#### [Task to carry out]
Continue the text about work and whether people love their jobs, starting right after its last sentence.

The prevailing view about work in this society is pretty basic: you don’t work, you don’t eat. If you are able-bodied and capable, you are expected to have some sort of job, be productive, make a living, keep the world running….and if not, you are a lazy, good for nothing free-loading miscreant.

I’ve certainly felt this way at one or more points in my life. I don’t feel this way now. But I still hate working with lazy people. I still would rather do a job myself than count on someone who isn’t giving the job their full attention. But worrying whether or not someone has a job or is working hard the entire time?

I couldn’t care less.

When I think about my life and how I’ve spent it so far,( I’m 45) it breaks down into a series of relationships, places I’ve lived, people I’ve met, things I’ve done, schools I’ve attended, and whatever job I was doing at the time…when I remember something, it is usually connected to one of these factors. (conversely, as I’ve lived in the same house for 11 years, been at the same job for 10 and been with the same partner for 15 years, it becomes harder to use this method to remember things). But how many of these things define me? How many of them define you?

Let me put it this way: do you love your job? Or is it something that you just do because it’s easier than doing nothing? (then again, what could be easier than doing nothing?) Or do you fall in the dreaded category of actually hating your job?

“If you hate your job, quit!”

(Oh lord, how I hate when people say this. It’s usually some lucky person who has no memory of what it was like to do something you don’t like just to pay the bills.)

As if that were the only factor. As if nothing else mattered other than my happiness on the job. As if getting another job that may turn out to be just as bad or worse than the one you presently have isn’t a crushing heartbreak of a journey. As if getting another job wouldn’t come with its own set of problems. As if you weren’t simply blowing off steam when you said you hated your job and maybe just needed a few minutes to cool off…

But love…love, love your job…?

#### [Raw data]
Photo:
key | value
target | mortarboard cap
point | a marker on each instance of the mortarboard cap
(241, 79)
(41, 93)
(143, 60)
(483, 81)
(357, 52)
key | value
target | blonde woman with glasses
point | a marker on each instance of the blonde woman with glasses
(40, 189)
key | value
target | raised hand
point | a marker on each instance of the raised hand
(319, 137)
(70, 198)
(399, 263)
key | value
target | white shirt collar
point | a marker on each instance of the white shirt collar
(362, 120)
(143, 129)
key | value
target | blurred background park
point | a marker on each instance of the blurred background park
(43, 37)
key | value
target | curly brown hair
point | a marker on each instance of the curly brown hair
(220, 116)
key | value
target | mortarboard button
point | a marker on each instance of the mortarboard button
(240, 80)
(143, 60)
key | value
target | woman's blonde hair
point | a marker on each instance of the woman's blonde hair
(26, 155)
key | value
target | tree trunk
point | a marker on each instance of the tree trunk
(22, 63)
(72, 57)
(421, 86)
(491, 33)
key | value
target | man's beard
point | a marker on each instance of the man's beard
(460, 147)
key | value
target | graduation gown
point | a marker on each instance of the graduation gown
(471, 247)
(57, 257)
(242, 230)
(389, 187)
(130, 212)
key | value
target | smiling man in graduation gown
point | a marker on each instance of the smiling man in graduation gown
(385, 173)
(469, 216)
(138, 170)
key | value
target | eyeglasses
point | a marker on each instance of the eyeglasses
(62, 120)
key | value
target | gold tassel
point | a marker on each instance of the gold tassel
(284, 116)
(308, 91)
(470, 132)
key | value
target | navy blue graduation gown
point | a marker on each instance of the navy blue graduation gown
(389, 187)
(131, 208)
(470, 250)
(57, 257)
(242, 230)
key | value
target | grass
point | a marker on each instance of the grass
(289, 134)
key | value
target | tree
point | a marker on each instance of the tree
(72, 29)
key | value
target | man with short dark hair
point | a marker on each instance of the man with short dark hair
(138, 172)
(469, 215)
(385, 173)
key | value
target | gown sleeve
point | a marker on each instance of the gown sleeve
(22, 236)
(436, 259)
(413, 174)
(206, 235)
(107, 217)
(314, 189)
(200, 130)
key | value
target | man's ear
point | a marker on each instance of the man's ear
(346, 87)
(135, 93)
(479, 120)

#### [Reply]
I guess I started thinking of this recently after watching the magnificent documentary film about soundtrack composers, called “Score.” At the end, in the wrap-up, composer Hans Zimmer (wearing his velvet jacket and sitting on a velvet chair looking like the happiest man on earth) says, with no irony or sarcasm “I love, love, love what I do.” These words inspire me as much as they depress me.

Can you say the same thing? Can anyone?

Is it the lack of effort? Lack of imagination? Lack of passion? Lack of funding? Lack of motivation? Lack of opportunity? Or a combination of all of these things, and more?

I don’t bemoan where I am in life. The bigger problem is why is it like this for anyone… I don’t want to suffer and go back to where I was 20 years ago, unable to do basic shit like buy carryout food or drink in bars or even worse, having to donate blood plasma to make rent….but I also don’t want to get rich and leave everyone behind and say “Fuck you. I made it, why can’t you?”

But the system is: get an education, get a job, work until you die. It’s a waste of life except for the very few who love what they do. We don’t all love what we do. Some of us just “do” what we have to.

It just shouldn’t be this way, period.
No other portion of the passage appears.